:: What you are asked to do ::
Locate the line that contains "Mark the door frame". Reproduce it and all following lines up to the end of the material, exactly and with nothing added.

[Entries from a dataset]
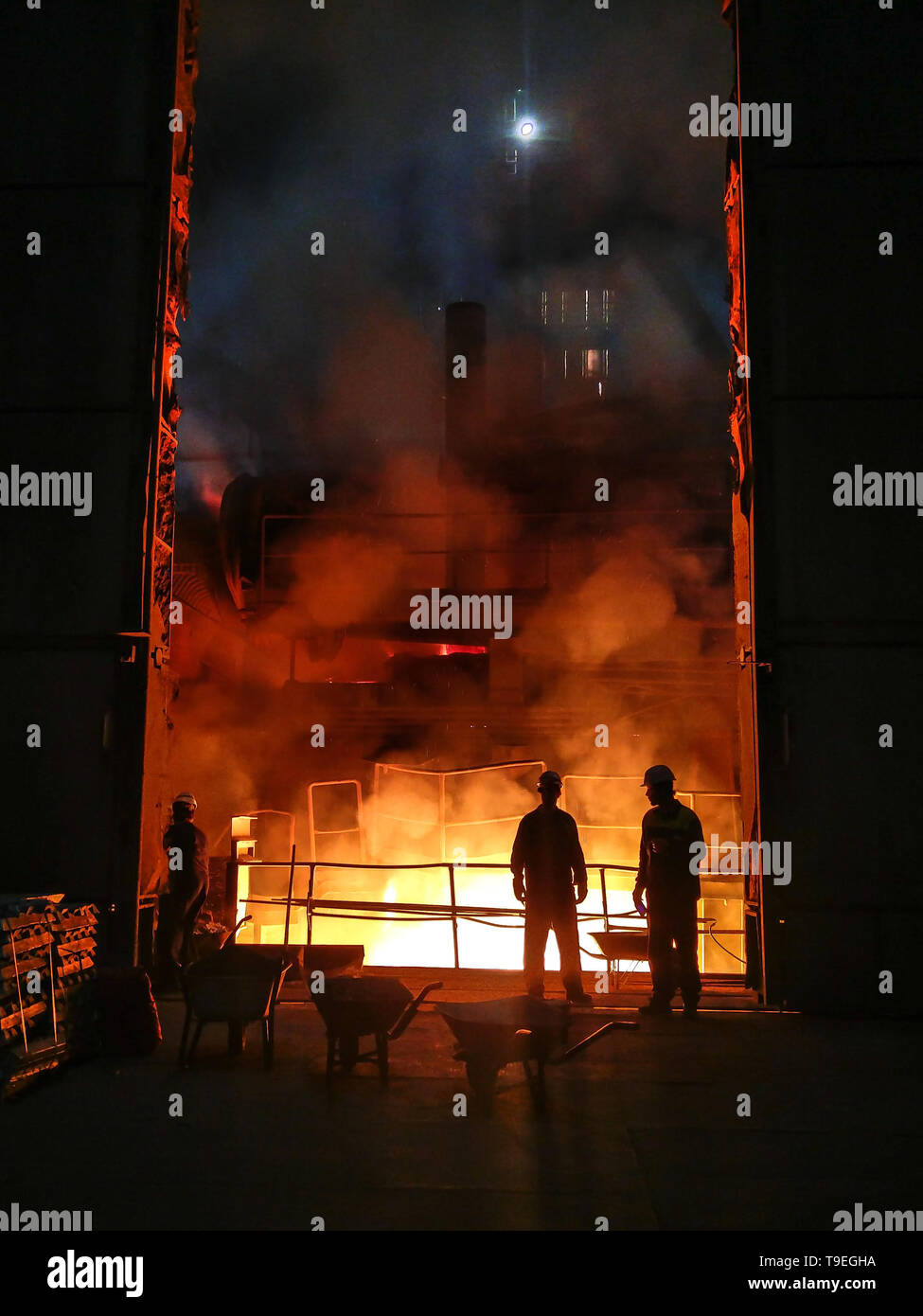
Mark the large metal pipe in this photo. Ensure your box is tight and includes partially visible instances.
[445,301,488,462]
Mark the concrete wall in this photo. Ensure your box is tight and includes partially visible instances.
[0,0,178,954]
[737,0,923,1015]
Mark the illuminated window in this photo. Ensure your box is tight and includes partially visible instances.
[583,347,609,379]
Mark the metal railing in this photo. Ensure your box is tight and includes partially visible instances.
[228,860,742,969]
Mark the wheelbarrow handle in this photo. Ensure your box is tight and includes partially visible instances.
[552,1019,637,1065]
[220,914,253,951]
[388,983,442,1042]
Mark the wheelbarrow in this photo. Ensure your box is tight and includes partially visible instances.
[312,978,442,1083]
[590,928,648,991]
[435,996,637,1111]
[179,915,289,1069]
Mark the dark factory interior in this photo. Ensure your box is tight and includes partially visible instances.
[0,0,923,1257]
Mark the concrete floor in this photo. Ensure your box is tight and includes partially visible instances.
[0,1000,923,1231]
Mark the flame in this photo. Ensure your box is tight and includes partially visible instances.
[239,773,744,974]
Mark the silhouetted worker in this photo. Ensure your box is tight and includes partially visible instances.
[632,763,704,1019]
[157,791,208,986]
[509,773,593,1005]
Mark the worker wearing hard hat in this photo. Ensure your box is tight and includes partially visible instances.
[509,773,593,1005]
[633,763,703,1017]
[157,791,208,987]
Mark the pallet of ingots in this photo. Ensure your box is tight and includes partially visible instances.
[0,898,61,1094]
[48,904,98,1056]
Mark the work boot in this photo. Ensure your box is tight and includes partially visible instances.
[639,996,673,1015]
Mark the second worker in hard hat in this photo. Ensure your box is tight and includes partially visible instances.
[509,773,593,1005]
[157,791,208,988]
[633,763,703,1017]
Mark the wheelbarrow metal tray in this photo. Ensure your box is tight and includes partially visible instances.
[590,928,648,961]
[186,946,287,1023]
[311,978,414,1037]
[435,996,570,1063]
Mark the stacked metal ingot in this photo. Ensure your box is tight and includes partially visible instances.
[48,905,98,1056]
[0,898,61,1093]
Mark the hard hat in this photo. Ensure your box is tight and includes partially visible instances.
[641,763,676,786]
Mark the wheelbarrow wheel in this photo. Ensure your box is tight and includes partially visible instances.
[340,1033,360,1074]
[465,1059,501,1112]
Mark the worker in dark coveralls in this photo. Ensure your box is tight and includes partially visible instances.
[509,773,593,1005]
[157,791,208,986]
[632,763,703,1019]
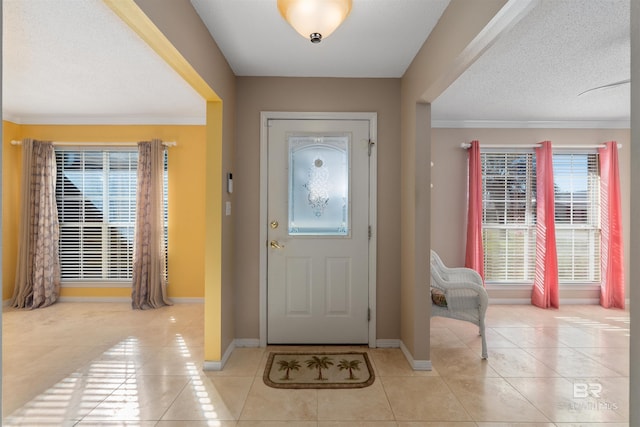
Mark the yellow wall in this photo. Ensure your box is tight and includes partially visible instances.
[2,121,22,300]
[2,121,206,300]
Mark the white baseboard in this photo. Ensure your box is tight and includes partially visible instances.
[489,298,531,305]
[560,298,600,307]
[234,338,260,348]
[376,340,400,348]
[202,340,236,371]
[53,297,204,305]
[58,297,131,304]
[489,298,600,307]
[170,297,204,304]
[400,341,433,371]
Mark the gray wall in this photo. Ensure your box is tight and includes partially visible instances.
[233,77,400,339]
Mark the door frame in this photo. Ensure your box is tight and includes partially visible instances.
[260,111,378,348]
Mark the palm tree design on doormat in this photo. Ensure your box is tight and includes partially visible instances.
[305,356,333,381]
[338,359,362,380]
[278,359,300,381]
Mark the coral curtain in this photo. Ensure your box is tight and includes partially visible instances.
[598,141,625,308]
[10,139,60,308]
[131,139,171,309]
[464,141,484,283]
[531,141,560,308]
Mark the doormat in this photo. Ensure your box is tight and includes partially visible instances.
[264,352,375,388]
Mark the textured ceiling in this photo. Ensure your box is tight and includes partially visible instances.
[191,0,449,77]
[2,0,206,123]
[432,0,631,126]
[2,0,631,127]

:: Reply ::
Mark the door frame in this photo. Ensure your box is tight and includes partially visible instances.
[260,111,378,348]
Mark the palm tree design on doormat in this photo. Ensure your box is tight and includes partially visible instances.
[305,356,333,381]
[338,359,362,380]
[278,359,300,381]
Mark the coral curtain in this photo. Ensure your box is tight and includes partially visible instances.
[598,141,625,308]
[10,139,60,308]
[131,139,171,309]
[464,141,484,283]
[531,141,560,308]
Mark the doormat in this photo. Ensure your box is tight and includes partially visible instances.
[264,352,375,388]
Mark the textured ceiling in this photo. Ensure your box is tight and includes partially visible instances.
[191,0,449,77]
[2,0,206,123]
[432,0,631,126]
[2,0,631,127]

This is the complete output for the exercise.